* [TASK]: Scan the listing below for the word "black" and copy every line where it occurs.

* [RECORDS FOR THIS EXERCISE]:
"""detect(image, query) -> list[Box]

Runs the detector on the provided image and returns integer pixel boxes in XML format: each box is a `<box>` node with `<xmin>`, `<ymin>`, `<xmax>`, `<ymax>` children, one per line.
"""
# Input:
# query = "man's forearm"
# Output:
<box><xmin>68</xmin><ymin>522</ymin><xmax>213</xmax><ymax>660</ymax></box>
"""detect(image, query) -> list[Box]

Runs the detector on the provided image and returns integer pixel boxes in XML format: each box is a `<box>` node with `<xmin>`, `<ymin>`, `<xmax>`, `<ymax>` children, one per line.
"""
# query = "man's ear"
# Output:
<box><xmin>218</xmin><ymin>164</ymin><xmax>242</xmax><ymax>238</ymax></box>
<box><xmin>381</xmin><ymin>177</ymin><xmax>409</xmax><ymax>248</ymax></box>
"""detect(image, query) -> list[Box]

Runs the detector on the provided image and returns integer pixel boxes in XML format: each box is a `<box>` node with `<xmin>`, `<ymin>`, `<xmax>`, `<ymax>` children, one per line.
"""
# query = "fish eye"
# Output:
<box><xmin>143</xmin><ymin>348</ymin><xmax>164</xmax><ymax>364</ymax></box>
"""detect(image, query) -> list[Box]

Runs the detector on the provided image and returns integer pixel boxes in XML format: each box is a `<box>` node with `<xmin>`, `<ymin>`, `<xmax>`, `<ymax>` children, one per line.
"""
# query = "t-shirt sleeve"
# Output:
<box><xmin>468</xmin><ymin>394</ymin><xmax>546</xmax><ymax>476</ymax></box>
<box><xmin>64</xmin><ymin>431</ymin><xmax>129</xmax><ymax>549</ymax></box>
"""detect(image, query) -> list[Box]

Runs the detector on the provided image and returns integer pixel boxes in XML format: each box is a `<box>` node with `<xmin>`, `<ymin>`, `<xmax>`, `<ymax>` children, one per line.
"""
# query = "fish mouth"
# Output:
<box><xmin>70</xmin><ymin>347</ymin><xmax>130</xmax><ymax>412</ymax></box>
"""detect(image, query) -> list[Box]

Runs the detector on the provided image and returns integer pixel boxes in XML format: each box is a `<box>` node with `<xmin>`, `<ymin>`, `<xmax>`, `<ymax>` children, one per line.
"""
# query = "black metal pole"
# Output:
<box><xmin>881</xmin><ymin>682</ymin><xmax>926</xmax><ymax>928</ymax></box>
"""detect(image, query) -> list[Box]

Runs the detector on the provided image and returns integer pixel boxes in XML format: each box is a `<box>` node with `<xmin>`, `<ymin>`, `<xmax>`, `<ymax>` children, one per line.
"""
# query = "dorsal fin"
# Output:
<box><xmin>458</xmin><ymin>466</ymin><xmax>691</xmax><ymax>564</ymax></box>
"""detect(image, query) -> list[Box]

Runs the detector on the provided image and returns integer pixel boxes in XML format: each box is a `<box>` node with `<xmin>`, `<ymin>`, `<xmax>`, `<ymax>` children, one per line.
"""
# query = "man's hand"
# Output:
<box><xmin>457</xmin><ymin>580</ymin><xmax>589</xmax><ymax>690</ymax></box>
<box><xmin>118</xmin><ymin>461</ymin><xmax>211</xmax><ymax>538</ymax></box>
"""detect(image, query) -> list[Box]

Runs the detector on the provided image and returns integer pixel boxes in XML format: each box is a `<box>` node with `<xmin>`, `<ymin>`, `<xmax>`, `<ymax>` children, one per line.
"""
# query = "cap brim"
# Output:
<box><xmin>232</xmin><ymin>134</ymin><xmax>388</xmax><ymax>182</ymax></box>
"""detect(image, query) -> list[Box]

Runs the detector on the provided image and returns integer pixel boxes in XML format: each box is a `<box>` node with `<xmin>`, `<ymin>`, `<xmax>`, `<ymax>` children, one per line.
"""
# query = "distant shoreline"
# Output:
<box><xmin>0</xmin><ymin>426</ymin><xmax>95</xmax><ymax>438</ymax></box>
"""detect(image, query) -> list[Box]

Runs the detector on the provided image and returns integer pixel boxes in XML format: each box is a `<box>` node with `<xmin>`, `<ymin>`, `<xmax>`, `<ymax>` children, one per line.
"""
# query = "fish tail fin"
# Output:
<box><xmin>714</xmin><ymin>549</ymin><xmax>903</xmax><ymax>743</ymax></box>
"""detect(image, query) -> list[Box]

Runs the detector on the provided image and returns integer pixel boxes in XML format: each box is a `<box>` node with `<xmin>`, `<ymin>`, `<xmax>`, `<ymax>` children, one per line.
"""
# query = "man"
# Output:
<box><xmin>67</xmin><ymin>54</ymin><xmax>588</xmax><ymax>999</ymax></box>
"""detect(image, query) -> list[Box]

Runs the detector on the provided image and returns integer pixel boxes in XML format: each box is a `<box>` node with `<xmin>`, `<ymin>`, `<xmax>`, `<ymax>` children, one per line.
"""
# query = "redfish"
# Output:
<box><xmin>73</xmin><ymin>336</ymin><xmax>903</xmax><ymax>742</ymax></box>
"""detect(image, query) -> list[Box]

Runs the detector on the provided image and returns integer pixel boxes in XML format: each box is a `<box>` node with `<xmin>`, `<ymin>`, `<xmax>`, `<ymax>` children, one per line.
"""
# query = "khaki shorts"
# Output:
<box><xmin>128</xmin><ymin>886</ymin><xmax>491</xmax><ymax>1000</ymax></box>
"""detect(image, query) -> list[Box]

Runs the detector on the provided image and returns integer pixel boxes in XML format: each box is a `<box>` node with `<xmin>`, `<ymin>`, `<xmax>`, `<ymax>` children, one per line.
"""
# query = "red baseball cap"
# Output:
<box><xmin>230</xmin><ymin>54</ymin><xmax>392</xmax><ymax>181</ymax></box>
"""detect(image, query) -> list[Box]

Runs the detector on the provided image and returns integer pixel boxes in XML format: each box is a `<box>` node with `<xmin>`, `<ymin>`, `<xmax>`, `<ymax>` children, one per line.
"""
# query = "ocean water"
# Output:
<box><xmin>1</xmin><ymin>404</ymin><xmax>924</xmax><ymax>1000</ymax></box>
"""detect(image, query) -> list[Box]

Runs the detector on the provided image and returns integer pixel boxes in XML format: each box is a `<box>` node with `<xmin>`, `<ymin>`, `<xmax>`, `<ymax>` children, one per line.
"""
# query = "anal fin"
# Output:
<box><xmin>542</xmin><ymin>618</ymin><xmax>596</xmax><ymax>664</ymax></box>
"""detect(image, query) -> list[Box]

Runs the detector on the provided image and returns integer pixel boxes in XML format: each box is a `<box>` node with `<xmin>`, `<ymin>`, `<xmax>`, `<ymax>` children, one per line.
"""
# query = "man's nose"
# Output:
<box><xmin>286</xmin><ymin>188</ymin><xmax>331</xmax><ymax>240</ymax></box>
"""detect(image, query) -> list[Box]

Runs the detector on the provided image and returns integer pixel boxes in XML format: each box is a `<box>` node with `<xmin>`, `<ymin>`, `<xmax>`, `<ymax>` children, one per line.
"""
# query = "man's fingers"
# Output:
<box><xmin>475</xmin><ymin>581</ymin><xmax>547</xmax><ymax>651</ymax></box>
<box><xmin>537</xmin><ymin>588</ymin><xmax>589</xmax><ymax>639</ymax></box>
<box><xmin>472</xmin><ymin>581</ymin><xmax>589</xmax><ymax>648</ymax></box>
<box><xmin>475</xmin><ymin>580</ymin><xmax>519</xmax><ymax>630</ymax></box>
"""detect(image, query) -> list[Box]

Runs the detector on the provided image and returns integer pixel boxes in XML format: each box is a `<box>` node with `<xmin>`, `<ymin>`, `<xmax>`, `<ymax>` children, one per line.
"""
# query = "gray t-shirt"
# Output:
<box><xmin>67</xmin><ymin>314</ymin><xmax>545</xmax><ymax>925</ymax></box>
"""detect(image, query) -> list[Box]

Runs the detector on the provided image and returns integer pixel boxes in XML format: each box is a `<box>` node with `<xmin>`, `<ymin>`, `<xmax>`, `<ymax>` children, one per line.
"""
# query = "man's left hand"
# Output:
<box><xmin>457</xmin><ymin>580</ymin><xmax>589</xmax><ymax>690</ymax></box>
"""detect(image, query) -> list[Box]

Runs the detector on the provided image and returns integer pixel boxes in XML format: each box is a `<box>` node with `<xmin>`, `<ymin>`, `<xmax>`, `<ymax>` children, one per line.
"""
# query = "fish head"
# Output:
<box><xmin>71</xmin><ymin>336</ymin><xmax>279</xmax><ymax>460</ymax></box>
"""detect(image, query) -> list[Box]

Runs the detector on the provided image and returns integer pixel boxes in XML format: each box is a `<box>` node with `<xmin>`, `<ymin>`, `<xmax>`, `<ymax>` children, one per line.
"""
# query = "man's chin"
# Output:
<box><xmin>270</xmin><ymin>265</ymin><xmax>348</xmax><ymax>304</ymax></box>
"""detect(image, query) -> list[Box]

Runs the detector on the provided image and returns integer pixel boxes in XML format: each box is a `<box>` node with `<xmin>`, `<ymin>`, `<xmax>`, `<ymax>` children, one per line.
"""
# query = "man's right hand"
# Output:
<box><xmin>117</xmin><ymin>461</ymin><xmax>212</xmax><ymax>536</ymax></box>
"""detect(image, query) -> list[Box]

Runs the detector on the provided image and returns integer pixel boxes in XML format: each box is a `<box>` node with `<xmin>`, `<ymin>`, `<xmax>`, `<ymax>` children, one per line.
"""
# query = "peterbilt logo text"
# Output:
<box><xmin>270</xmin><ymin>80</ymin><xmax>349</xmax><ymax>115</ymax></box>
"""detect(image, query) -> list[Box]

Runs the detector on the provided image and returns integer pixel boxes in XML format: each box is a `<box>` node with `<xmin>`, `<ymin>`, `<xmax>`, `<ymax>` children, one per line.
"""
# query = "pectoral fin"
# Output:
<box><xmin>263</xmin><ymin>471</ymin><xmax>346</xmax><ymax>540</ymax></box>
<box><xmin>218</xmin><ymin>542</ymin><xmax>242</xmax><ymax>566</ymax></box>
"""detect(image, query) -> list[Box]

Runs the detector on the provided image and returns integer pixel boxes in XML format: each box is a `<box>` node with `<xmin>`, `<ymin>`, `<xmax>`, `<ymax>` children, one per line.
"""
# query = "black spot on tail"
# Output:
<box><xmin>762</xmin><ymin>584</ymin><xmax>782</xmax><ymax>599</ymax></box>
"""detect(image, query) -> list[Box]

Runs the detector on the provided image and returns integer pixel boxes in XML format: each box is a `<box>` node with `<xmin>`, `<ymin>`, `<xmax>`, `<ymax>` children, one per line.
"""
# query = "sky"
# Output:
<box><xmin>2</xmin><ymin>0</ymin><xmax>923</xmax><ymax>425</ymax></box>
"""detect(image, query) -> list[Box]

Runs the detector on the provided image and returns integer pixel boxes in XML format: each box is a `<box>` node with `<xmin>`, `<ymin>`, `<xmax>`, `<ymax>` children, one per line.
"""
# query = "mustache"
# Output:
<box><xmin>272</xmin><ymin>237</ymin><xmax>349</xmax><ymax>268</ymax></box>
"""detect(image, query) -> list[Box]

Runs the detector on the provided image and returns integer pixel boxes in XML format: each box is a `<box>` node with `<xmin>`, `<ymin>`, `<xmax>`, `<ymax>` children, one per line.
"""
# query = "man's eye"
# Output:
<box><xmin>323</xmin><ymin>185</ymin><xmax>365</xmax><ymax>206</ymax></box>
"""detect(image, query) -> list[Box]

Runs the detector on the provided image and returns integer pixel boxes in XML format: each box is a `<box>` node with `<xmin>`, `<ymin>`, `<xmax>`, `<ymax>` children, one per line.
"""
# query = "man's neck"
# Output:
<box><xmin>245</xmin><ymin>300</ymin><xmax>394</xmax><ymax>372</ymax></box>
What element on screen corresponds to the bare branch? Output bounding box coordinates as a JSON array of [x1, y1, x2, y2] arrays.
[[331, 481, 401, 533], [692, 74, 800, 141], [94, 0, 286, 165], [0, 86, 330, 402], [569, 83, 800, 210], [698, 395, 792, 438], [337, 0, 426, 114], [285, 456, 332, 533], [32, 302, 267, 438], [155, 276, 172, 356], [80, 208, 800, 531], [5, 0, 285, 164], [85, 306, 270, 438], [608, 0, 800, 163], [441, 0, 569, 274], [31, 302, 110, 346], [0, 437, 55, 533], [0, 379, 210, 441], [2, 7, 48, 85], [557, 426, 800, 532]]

* [ANSWER]:
# query = "black metal pole"
# query = "black spot on tail"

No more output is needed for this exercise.